WHAT NEEDS TO BE DONE — Could you return each line of the material that has "order" in it?

EXTRACTED INFORMATION —
☆ ☆ ☆ ☆
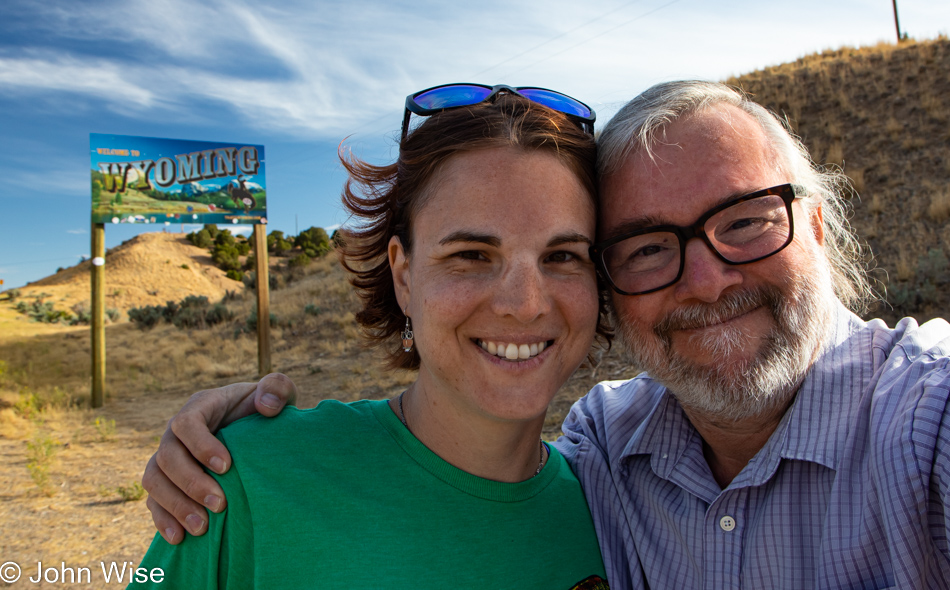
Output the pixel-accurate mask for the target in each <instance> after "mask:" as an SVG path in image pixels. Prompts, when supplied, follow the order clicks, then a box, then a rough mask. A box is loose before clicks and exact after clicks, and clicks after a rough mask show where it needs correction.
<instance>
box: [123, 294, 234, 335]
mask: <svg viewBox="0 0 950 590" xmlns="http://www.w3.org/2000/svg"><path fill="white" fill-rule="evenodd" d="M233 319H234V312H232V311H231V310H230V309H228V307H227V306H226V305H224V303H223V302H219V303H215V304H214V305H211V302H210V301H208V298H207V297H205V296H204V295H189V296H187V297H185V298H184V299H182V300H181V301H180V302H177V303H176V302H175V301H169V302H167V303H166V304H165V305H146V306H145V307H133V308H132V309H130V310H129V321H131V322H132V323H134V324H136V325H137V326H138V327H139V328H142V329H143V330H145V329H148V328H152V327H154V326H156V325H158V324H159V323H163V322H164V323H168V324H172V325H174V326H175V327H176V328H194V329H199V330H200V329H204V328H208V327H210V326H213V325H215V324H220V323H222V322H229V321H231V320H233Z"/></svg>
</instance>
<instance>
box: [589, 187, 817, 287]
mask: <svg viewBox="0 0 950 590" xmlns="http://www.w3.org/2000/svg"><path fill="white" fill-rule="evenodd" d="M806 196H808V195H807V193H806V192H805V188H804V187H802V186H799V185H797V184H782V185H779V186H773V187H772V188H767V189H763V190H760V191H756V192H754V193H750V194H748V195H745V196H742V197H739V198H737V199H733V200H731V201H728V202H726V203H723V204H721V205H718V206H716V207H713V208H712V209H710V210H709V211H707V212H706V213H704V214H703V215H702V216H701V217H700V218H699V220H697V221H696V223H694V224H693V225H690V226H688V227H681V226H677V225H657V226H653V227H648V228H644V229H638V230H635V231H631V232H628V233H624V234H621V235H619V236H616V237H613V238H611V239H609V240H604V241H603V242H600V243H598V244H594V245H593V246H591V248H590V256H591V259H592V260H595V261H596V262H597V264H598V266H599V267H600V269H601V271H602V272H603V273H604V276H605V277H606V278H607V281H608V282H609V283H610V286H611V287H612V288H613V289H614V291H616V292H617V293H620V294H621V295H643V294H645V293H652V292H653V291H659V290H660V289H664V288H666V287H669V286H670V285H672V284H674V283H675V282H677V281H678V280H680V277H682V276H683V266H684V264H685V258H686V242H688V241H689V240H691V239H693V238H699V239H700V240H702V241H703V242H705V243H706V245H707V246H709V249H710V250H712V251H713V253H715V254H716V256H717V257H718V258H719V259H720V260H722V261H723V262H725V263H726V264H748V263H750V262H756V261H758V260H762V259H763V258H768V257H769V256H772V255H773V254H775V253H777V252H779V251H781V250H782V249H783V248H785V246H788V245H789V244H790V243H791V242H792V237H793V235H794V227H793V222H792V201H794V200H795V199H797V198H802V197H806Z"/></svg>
☆ ☆ ☆ ☆
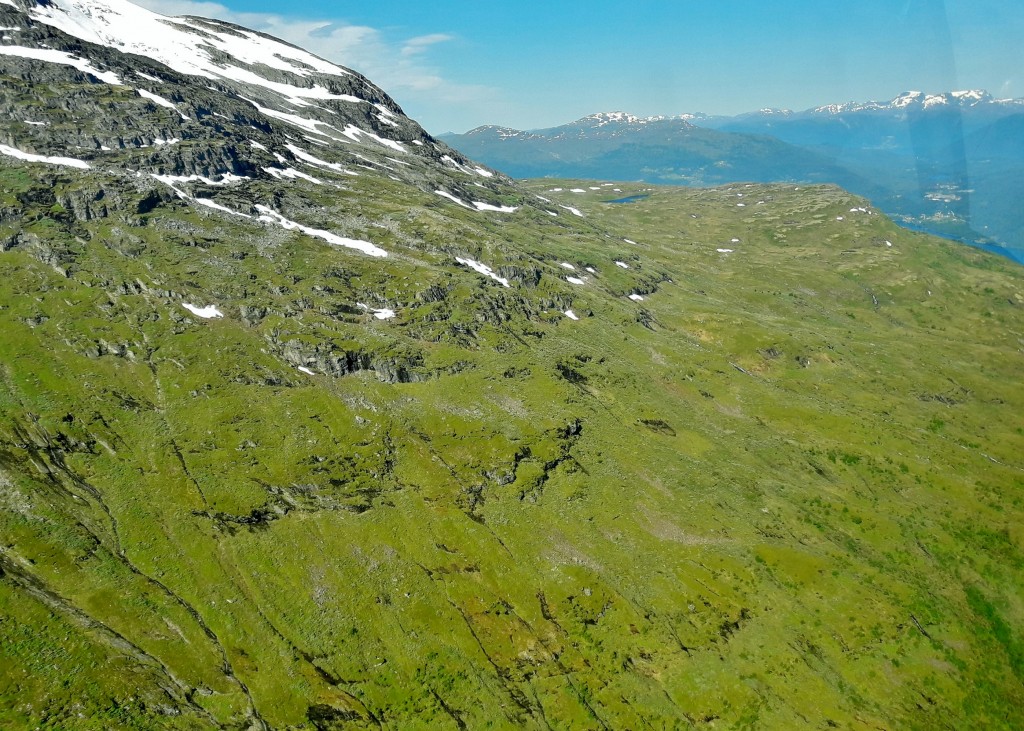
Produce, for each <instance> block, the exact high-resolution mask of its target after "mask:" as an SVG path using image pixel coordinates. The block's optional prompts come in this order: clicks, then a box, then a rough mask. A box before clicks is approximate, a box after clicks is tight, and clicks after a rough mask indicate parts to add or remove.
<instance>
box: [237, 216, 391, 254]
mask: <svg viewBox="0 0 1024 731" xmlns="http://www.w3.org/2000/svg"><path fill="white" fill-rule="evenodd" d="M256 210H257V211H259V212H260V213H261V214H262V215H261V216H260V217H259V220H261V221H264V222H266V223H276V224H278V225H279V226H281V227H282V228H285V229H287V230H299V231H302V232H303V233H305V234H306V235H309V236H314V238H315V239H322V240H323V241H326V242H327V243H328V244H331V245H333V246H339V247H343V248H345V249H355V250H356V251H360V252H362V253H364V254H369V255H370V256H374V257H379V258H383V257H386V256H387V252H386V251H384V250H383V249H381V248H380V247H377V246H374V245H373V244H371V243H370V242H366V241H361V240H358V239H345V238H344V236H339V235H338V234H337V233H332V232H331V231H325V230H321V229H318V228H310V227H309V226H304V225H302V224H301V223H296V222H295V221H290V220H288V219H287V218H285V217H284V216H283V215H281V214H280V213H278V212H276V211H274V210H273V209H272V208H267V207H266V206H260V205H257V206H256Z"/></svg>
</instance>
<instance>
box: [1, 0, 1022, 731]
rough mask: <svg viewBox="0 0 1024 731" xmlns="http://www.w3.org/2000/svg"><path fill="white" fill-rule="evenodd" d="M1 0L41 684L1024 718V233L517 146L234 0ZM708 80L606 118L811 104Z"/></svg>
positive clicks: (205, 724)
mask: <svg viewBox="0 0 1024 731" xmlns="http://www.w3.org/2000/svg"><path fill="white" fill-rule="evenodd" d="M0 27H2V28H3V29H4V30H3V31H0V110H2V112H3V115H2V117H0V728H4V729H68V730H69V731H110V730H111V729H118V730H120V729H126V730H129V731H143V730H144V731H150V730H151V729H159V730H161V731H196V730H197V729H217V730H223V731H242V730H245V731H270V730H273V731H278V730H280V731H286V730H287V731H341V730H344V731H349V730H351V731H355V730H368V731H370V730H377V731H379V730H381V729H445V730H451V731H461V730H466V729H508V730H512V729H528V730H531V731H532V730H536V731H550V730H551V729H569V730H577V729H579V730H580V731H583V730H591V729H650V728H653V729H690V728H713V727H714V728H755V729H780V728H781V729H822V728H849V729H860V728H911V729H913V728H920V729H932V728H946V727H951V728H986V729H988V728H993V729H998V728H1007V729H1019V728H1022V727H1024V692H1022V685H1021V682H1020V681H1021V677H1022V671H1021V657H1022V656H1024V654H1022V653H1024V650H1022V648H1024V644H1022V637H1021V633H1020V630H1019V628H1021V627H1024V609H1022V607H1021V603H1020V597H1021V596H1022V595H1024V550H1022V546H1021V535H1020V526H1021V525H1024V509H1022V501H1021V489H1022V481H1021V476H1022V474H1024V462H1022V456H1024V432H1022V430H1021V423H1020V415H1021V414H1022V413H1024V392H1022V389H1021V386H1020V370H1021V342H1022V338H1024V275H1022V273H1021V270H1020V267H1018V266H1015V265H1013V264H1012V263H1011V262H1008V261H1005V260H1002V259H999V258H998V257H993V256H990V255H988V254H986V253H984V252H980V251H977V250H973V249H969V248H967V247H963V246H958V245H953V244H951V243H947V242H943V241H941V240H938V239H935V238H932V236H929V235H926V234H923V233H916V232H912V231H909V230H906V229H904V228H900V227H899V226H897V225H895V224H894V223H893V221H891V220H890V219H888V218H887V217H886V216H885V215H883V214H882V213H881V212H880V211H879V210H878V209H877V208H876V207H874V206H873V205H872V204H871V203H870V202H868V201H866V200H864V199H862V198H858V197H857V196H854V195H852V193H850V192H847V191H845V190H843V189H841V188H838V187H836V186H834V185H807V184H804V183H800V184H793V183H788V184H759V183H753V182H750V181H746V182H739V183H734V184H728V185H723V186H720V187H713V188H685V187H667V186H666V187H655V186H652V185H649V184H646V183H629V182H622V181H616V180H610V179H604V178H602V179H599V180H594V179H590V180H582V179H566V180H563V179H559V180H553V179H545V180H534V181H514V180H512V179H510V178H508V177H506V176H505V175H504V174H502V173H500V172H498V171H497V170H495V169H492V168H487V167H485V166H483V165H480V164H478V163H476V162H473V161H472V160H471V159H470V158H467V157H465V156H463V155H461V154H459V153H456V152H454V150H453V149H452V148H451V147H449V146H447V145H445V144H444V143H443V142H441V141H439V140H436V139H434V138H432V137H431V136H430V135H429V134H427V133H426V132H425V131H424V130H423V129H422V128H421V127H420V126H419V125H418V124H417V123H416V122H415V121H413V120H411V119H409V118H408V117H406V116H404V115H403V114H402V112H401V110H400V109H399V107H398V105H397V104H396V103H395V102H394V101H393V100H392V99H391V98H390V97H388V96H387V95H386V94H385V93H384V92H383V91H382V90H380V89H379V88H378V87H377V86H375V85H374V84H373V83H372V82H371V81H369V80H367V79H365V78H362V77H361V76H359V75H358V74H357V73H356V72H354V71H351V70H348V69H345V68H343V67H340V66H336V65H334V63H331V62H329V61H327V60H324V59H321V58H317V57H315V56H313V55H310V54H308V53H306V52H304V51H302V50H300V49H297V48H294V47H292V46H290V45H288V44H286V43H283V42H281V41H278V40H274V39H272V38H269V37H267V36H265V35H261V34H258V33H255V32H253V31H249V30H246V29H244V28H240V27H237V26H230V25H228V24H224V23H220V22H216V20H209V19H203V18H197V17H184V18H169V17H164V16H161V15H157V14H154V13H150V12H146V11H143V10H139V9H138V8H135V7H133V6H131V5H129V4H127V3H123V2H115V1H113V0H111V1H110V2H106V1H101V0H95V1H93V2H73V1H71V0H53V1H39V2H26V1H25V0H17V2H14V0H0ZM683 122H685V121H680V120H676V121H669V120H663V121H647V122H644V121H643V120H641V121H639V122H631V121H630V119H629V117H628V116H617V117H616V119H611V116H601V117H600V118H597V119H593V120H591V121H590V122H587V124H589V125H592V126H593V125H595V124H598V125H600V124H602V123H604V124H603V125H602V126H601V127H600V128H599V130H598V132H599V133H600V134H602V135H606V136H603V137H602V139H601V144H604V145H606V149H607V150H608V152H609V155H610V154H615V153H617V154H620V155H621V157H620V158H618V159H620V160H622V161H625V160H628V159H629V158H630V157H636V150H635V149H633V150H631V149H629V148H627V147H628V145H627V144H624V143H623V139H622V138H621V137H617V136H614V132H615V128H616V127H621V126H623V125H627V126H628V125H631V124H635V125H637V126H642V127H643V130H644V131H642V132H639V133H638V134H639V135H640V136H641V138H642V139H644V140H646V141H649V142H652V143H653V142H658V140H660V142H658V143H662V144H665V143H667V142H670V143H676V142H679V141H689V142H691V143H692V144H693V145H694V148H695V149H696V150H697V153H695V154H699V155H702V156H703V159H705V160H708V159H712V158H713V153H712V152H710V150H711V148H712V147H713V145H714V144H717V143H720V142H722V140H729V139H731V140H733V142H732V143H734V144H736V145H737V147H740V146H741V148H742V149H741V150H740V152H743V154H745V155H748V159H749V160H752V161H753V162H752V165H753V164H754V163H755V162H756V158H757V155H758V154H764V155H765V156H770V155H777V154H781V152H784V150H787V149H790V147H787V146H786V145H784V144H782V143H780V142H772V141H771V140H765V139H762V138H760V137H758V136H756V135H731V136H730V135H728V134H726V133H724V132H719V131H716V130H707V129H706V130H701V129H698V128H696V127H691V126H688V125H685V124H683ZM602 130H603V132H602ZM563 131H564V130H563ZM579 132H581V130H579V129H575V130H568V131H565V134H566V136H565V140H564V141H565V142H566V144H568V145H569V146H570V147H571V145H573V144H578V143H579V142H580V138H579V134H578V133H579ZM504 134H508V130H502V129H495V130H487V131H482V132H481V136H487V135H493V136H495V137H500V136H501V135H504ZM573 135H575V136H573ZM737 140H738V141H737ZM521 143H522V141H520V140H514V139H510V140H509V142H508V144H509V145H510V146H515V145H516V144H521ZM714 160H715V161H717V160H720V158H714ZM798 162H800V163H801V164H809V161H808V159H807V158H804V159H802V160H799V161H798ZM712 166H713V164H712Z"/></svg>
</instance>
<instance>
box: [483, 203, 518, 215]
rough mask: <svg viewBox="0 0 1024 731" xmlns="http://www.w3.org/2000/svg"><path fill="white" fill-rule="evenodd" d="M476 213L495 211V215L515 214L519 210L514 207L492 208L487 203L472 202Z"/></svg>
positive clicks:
☆ ☆ ☆ ☆
OUTPUT OF THE EXERCISE —
Output the pixel-accurate mask for the target in each <instance> after "mask:" as an SVG path in image pixels. Prompts, when supplied, follow the order clicks, then a box, then a rough mask. A box is loose before clicks and exact after clicks, and clicks after a rough mask show where it needs correction.
Produce, for each <instance> block, the exact high-resolution mask of its target after "mask:" as an SVG path using image pixel coordinates. The block's optional prompts come in this order: clicks, then a box, then a rough mask. A box before clicks is approximate, a box after clicks is tight, and clicks after a rough mask indicate parts to add or remove.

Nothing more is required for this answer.